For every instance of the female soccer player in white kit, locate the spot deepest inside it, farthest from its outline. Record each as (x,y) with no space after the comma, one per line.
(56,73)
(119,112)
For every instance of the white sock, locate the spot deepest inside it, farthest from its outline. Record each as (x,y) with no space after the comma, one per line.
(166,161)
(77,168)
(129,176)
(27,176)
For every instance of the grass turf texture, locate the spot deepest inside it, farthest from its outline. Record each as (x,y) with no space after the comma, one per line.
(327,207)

○ ○ ○

REQUIRED TASK:
Rewrite all of the data above with every occurrence of "outline" replaced by "boundary", keeping everything else the same.

REPLY:
For every instance of the female soccer player in white kit, locate the spot deepest inside it, farthest from its boundary. Record each as (x,y) with no space after the comma, one per line.
(56,73)
(119,112)
For every instance of the white sock, locate the spot deepest inside it, farthest from its boundary. Record each as (x,y) with no space after the comma, one per line.
(166,161)
(77,168)
(129,176)
(27,176)
For every instance of the grass turf texture, locate the spot deepest inside it, farthest from its boundary. Record each as (x,y) with no space after the comma, one per line.
(327,207)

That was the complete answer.